▶ [WORK TO COMPLETE] Count the lines in the data below that contain the string "half", with case counting, and reply with the number alone.
============
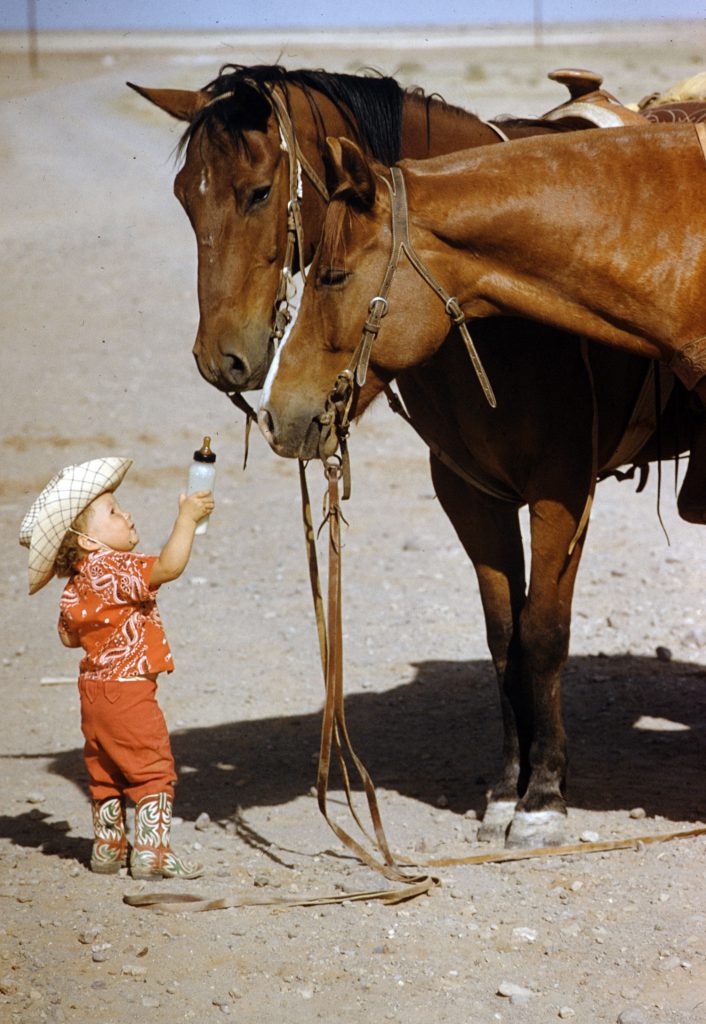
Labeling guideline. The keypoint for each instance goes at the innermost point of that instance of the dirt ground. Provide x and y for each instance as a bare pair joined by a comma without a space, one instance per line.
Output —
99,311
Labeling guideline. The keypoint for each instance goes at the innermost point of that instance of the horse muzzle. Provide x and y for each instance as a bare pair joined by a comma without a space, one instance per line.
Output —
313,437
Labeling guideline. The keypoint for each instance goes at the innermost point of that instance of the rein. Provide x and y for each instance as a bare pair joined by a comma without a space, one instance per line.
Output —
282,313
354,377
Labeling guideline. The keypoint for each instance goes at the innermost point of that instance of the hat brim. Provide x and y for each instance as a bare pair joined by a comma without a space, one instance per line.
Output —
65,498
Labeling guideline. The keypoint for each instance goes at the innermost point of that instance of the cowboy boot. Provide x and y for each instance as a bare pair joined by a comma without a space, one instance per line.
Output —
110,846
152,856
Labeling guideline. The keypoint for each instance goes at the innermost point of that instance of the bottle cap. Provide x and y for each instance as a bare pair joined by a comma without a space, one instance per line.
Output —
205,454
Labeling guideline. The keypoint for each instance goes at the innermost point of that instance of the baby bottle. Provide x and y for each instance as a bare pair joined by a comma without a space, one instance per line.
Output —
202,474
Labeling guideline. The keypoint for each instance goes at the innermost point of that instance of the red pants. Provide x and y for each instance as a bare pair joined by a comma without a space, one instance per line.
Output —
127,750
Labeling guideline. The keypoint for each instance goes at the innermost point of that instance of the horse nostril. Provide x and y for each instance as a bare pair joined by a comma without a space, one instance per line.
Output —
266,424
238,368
============
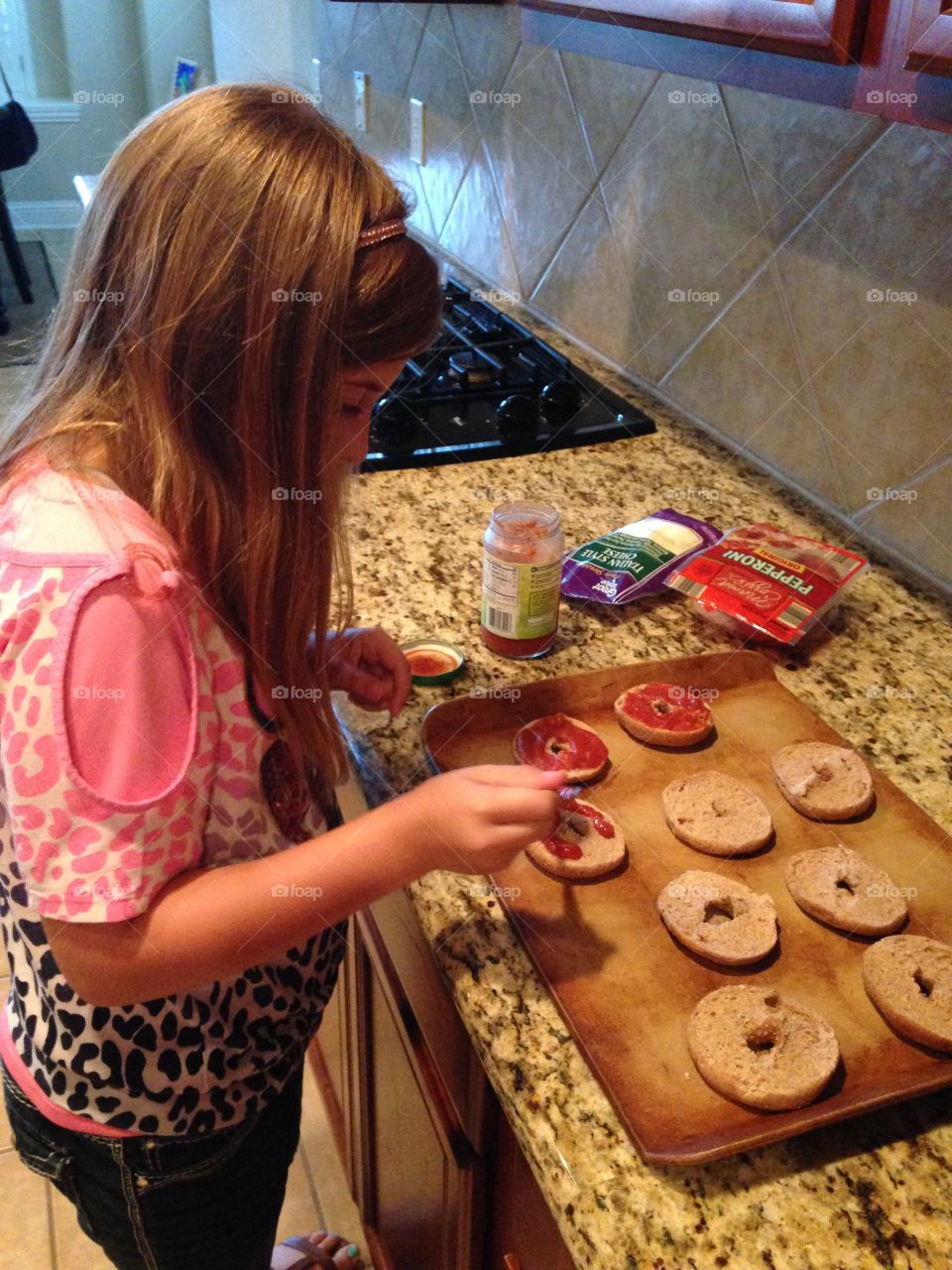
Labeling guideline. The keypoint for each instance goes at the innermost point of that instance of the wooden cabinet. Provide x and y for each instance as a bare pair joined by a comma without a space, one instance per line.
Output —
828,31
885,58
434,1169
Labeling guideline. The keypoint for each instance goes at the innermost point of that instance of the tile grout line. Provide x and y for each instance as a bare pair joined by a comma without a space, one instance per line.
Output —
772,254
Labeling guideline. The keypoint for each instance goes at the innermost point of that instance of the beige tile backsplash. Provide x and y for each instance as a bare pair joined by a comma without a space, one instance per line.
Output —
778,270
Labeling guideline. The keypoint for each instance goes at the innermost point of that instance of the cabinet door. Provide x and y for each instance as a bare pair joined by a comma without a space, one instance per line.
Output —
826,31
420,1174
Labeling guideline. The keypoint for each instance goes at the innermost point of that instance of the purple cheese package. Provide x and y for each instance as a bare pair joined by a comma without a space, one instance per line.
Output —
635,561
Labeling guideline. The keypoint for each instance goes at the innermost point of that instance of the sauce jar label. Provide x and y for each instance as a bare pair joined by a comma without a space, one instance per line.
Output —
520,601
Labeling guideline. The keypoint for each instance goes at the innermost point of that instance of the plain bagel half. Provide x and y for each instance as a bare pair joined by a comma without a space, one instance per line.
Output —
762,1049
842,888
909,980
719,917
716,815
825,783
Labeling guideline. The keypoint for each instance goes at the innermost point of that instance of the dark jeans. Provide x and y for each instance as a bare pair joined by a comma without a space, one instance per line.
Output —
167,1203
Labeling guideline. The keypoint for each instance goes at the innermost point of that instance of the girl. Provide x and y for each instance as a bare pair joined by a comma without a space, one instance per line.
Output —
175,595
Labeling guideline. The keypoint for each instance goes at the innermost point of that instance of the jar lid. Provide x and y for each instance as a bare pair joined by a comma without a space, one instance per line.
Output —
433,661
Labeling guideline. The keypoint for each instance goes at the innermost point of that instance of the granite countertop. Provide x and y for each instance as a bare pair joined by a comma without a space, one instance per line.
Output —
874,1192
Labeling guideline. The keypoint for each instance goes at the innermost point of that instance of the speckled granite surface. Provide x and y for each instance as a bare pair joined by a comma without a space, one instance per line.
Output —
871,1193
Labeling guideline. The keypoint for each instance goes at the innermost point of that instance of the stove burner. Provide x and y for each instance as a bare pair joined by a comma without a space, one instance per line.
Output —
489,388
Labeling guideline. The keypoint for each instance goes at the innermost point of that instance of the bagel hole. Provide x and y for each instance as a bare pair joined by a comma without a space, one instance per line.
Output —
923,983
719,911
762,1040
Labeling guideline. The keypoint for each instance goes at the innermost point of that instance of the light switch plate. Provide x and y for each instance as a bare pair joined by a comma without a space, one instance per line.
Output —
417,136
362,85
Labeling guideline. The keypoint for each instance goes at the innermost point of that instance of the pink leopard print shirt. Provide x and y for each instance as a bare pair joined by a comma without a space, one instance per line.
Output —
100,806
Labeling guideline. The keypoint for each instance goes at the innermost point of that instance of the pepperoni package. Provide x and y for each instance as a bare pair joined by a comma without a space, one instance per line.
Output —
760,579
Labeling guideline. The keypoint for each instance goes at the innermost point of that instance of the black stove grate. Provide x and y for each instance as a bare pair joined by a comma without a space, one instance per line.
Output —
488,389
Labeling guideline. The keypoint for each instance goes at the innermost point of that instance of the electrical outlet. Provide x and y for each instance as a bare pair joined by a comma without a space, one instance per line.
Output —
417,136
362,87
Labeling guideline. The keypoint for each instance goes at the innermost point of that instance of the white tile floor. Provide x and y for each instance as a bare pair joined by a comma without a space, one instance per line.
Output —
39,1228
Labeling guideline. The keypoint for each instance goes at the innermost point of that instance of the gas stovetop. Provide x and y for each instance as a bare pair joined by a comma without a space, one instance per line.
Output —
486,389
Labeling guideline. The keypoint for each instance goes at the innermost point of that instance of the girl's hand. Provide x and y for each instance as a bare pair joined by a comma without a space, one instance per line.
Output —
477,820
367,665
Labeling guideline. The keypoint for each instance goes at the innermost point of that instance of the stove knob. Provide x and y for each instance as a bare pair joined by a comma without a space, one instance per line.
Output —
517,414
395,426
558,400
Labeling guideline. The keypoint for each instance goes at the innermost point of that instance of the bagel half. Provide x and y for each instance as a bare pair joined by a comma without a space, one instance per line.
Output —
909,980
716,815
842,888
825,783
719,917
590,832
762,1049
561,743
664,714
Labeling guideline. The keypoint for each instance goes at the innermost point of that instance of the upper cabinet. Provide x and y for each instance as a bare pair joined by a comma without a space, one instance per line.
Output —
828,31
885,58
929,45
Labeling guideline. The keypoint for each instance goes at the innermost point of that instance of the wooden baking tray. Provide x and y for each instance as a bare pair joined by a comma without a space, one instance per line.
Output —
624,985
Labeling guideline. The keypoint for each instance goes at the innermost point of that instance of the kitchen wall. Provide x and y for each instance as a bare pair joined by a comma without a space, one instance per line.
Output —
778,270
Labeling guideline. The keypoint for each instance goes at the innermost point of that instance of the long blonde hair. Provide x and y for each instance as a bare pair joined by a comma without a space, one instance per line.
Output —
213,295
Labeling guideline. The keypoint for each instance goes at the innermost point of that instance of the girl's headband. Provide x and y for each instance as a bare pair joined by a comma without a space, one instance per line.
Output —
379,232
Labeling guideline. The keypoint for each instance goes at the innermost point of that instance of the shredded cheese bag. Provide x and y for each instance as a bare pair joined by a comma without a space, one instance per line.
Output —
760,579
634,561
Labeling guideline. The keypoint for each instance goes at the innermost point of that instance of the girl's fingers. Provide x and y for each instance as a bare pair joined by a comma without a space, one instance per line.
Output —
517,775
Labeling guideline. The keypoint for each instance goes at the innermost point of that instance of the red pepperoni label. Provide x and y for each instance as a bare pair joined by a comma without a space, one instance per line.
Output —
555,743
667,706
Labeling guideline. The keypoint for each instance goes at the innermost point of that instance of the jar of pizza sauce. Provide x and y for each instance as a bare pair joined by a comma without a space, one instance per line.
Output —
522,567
============
▶ [SOLUTION TO THIS PROBLEM] 2